▶ Written task
Leave every picture out and write out the records below exactly.

▶ Records supplied
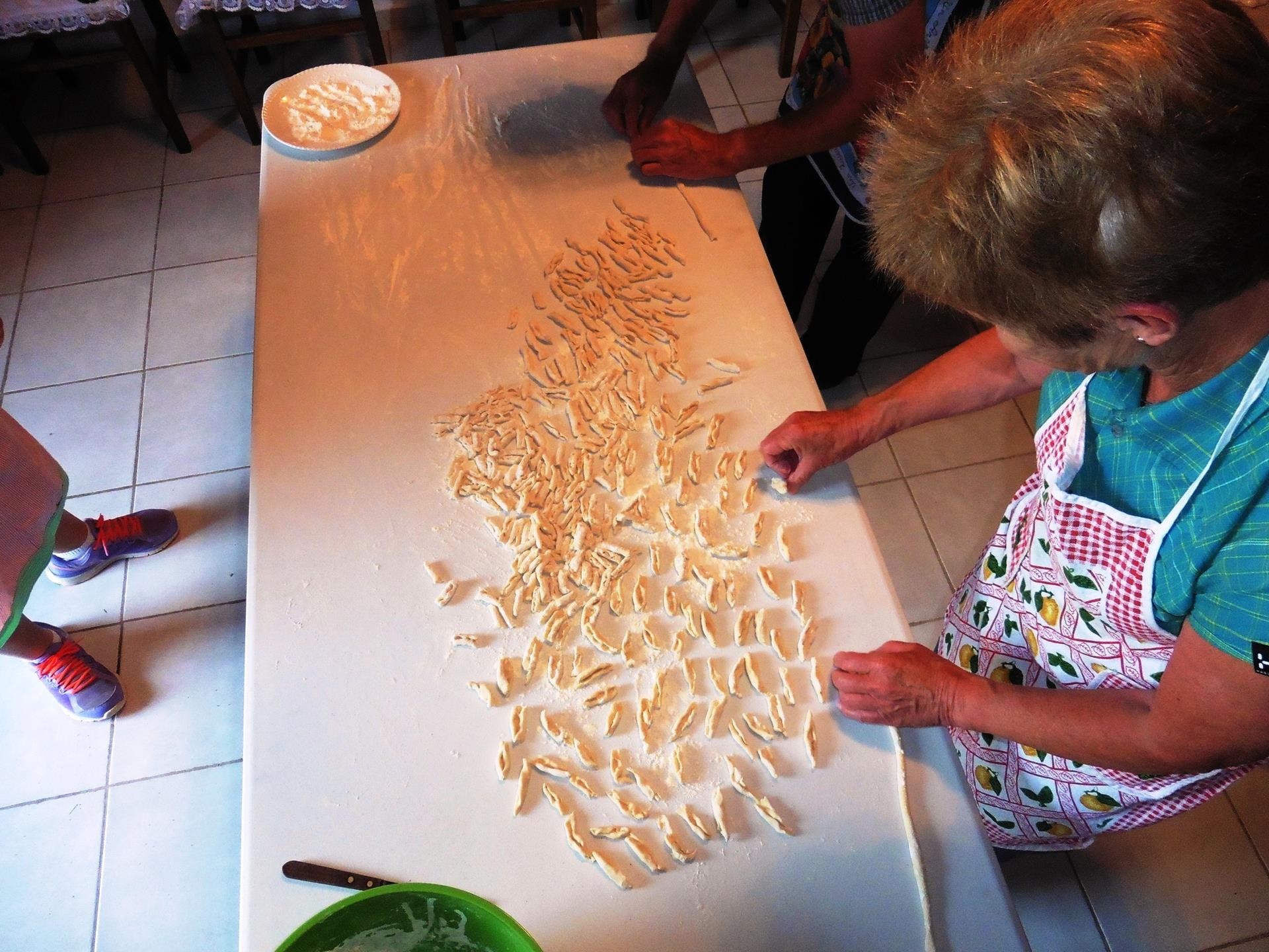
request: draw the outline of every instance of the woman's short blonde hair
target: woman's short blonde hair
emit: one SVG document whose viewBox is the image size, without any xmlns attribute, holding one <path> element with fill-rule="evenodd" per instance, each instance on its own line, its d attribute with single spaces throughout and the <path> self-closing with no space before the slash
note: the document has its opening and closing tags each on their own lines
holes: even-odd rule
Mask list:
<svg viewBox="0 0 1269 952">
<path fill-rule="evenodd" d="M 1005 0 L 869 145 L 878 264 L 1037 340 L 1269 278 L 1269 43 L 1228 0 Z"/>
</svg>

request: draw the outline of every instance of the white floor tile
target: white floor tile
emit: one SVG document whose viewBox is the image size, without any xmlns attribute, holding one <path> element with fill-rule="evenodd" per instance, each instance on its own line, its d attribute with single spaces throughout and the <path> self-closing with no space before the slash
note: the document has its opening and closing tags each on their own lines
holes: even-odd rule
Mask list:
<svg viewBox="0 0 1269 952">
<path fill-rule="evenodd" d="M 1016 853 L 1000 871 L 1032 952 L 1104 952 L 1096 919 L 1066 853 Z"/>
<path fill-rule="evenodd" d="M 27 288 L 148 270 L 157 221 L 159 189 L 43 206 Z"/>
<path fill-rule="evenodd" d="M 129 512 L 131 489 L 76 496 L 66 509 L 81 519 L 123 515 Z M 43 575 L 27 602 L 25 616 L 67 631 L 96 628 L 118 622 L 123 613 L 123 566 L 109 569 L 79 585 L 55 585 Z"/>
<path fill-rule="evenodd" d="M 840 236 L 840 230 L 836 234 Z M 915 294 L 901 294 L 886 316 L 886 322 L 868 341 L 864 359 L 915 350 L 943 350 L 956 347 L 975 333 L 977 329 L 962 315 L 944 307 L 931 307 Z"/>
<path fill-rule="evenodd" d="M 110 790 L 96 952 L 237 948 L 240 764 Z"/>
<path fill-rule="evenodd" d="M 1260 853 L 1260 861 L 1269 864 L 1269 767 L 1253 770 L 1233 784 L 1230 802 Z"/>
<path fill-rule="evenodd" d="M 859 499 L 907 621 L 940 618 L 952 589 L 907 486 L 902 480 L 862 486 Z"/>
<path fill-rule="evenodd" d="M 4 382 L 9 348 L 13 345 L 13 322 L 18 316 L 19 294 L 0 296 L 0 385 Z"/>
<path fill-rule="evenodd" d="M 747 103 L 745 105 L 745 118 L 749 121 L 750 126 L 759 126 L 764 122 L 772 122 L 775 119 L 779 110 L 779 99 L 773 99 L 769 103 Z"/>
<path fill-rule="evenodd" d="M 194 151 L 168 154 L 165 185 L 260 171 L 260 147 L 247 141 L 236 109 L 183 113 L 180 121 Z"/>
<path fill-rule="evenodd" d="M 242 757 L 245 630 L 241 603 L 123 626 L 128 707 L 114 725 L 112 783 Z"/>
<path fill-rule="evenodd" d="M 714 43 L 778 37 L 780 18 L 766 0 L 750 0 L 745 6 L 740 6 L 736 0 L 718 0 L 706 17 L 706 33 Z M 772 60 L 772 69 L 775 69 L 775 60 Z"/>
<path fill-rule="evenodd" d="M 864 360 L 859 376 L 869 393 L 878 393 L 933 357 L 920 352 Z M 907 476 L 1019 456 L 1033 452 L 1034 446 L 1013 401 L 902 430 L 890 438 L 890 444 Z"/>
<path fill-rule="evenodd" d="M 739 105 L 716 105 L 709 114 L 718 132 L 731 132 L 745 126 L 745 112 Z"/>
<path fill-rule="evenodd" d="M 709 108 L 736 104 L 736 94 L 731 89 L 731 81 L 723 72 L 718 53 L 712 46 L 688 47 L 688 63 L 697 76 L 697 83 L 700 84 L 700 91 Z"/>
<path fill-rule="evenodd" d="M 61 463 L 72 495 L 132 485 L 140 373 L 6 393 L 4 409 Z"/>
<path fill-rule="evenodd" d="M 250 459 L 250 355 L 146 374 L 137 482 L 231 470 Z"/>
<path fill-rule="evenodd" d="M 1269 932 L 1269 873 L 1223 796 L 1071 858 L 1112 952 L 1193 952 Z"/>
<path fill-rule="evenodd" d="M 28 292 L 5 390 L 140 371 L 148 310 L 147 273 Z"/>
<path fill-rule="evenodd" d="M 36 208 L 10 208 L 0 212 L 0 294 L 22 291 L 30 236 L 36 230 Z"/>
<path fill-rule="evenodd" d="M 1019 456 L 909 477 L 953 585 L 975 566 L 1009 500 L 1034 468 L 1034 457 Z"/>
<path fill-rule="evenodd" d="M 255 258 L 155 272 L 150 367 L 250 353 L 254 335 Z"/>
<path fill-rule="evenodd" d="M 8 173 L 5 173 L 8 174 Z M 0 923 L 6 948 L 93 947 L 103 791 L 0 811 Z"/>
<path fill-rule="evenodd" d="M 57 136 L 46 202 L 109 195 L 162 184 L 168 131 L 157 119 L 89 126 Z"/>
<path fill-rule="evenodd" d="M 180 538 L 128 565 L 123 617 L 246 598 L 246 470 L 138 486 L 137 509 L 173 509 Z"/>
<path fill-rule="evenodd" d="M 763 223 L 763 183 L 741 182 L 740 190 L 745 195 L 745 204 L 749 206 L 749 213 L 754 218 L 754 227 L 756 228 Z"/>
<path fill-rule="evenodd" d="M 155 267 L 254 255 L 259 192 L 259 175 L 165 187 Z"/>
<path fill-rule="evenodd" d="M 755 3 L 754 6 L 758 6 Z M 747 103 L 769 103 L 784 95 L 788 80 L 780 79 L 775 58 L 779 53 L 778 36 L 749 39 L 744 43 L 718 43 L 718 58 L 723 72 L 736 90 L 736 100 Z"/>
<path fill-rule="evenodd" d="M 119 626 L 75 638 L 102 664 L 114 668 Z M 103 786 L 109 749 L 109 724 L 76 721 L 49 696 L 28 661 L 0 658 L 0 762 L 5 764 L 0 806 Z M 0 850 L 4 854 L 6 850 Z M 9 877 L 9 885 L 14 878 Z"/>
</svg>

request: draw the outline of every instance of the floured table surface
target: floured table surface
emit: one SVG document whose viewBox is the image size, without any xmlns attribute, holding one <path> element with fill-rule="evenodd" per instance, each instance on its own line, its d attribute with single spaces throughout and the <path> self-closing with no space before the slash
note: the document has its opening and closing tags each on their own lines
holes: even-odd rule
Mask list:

▶ The response
request: draw the outline of every instance of the woman's short blonde hair
target: woman's short blonde hair
emit: one SVG document whose viewBox is the image size, without any xmlns attribute, holding one <path> element with fill-rule="evenodd" per instance, each instance on its own line, its d attribute with single spaces throughout and the <path> self-closing with no space before the slash
note: the document has its opening and closing tags each on their own lines
holes: even-odd rule
Mask list:
<svg viewBox="0 0 1269 952">
<path fill-rule="evenodd" d="M 1005 0 L 869 145 L 878 264 L 1037 340 L 1269 278 L 1269 43 L 1228 0 Z"/>
</svg>

request: draw the outline of every instance of the white floor tile
target: white floor tile
emit: one SVG document whose viewBox is the image size, without any xmlns attribute, holding one <path> element with fill-rule="evenodd" per instance, each instance on its own line, its d attribute with single spaces throughout and the <path> self-closing with no space before the slash
note: the document has its opening and closing tags each on their own lines
holes: even-odd rule
Mask list:
<svg viewBox="0 0 1269 952">
<path fill-rule="evenodd" d="M 1016 853 L 1000 871 L 1032 952 L 1104 952 L 1096 919 L 1066 853 Z"/>
<path fill-rule="evenodd" d="M 27 288 L 148 270 L 157 221 L 159 189 L 43 206 Z"/>
<path fill-rule="evenodd" d="M 129 512 L 131 489 L 76 496 L 66 509 L 81 519 L 123 515 Z M 43 575 L 27 602 L 25 616 L 67 631 L 96 628 L 118 622 L 123 613 L 123 566 L 109 569 L 79 585 L 55 585 Z"/>
<path fill-rule="evenodd" d="M 840 236 L 840 230 L 836 234 Z M 915 294 L 901 294 L 886 316 L 886 322 L 868 341 L 864 359 L 915 350 L 943 350 L 956 347 L 975 333 L 977 329 L 962 315 L 944 307 L 931 307 Z"/>
<path fill-rule="evenodd" d="M 110 790 L 96 952 L 237 948 L 240 764 Z"/>
<path fill-rule="evenodd" d="M 1260 853 L 1260 861 L 1269 864 L 1269 767 L 1253 770 L 1233 784 L 1230 802 Z"/>
<path fill-rule="evenodd" d="M 859 499 L 907 621 L 940 618 L 952 589 L 907 486 L 902 480 L 862 486 Z"/>
<path fill-rule="evenodd" d="M 4 382 L 9 348 L 13 345 L 13 322 L 18 316 L 19 294 L 0 296 L 0 385 Z"/>
<path fill-rule="evenodd" d="M 747 103 L 745 105 L 745 118 L 749 121 L 750 126 L 759 126 L 764 122 L 772 122 L 775 119 L 779 110 L 779 99 L 773 99 L 769 103 Z"/>
<path fill-rule="evenodd" d="M 194 151 L 168 154 L 165 185 L 260 171 L 260 147 L 247 141 L 236 109 L 183 113 L 180 121 Z"/>
<path fill-rule="evenodd" d="M 242 757 L 245 630 L 241 603 L 123 626 L 128 707 L 114 725 L 112 783 Z"/>
<path fill-rule="evenodd" d="M 714 43 L 778 37 L 780 18 L 766 0 L 750 0 L 745 6 L 740 6 L 736 0 L 718 0 L 706 17 L 706 33 Z M 772 60 L 772 69 L 775 69 L 775 60 Z"/>
<path fill-rule="evenodd" d="M 864 360 L 859 376 L 869 393 L 878 393 L 933 357 L 920 352 Z M 907 476 L 1019 456 L 1033 452 L 1034 446 L 1013 401 L 902 430 L 890 438 L 890 444 Z"/>
<path fill-rule="evenodd" d="M 739 105 L 716 105 L 709 114 L 718 132 L 731 132 L 745 126 L 745 112 Z"/>
<path fill-rule="evenodd" d="M 709 108 L 736 104 L 736 94 L 731 89 L 731 81 L 723 72 L 718 53 L 712 46 L 688 47 L 688 63 L 697 76 L 697 83 L 700 84 L 700 91 Z"/>
<path fill-rule="evenodd" d="M 61 463 L 72 495 L 132 485 L 140 373 L 6 393 L 4 409 Z"/>
<path fill-rule="evenodd" d="M 250 459 L 250 355 L 146 374 L 137 482 L 231 470 Z"/>
<path fill-rule="evenodd" d="M 1269 932 L 1269 873 L 1223 796 L 1071 858 L 1112 952 L 1193 952 Z"/>
<path fill-rule="evenodd" d="M 28 292 L 5 390 L 140 371 L 148 310 L 147 273 Z"/>
<path fill-rule="evenodd" d="M 36 208 L 10 208 L 0 212 L 0 294 L 22 291 L 30 236 L 36 230 Z"/>
<path fill-rule="evenodd" d="M 1019 456 L 909 477 L 953 585 L 975 566 L 1009 500 L 1034 468 L 1034 457 Z"/>
<path fill-rule="evenodd" d="M 255 258 L 155 272 L 150 367 L 250 353 L 254 335 Z"/>
<path fill-rule="evenodd" d="M 8 173 L 5 173 L 8 174 Z M 0 923 L 6 948 L 93 947 L 103 791 L 0 811 Z"/>
<path fill-rule="evenodd" d="M 57 136 L 46 202 L 109 195 L 162 184 L 168 131 L 157 119 L 89 126 Z"/>
<path fill-rule="evenodd" d="M 180 538 L 128 565 L 123 617 L 246 598 L 246 470 L 138 486 L 137 509 L 173 509 Z"/>
<path fill-rule="evenodd" d="M 763 223 L 763 183 L 741 182 L 740 190 L 745 195 L 745 204 L 749 206 L 749 213 L 754 218 L 754 227 L 756 228 Z"/>
<path fill-rule="evenodd" d="M 155 267 L 254 255 L 259 192 L 259 175 L 165 187 Z"/>
<path fill-rule="evenodd" d="M 755 3 L 754 6 L 758 6 Z M 747 103 L 769 103 L 784 95 L 788 80 L 780 79 L 775 58 L 779 53 L 778 36 L 749 39 L 744 43 L 718 43 L 718 58 L 723 72 L 736 90 L 736 100 Z"/>
<path fill-rule="evenodd" d="M 119 626 L 75 638 L 102 664 L 114 668 Z M 103 786 L 109 749 L 109 724 L 76 721 L 49 696 L 28 661 L 0 658 L 0 762 L 5 764 L 0 806 Z M 0 850 L 4 854 L 6 850 Z M 9 877 L 9 885 L 14 878 Z"/>
</svg>

request: draw the outline of every instance of the floured table surface
target: floured table surface
emit: one SVG document whose viewBox is the image size, without any xmlns attribute, holding one <path> element with fill-rule="evenodd" per instance, each instance on its own line, its d attribute with single spaces throughout and the <path> self-closing with no space before the slash
note: the document has its opening and closing tags each on their own lines
holes: even-odd rule
Mask list:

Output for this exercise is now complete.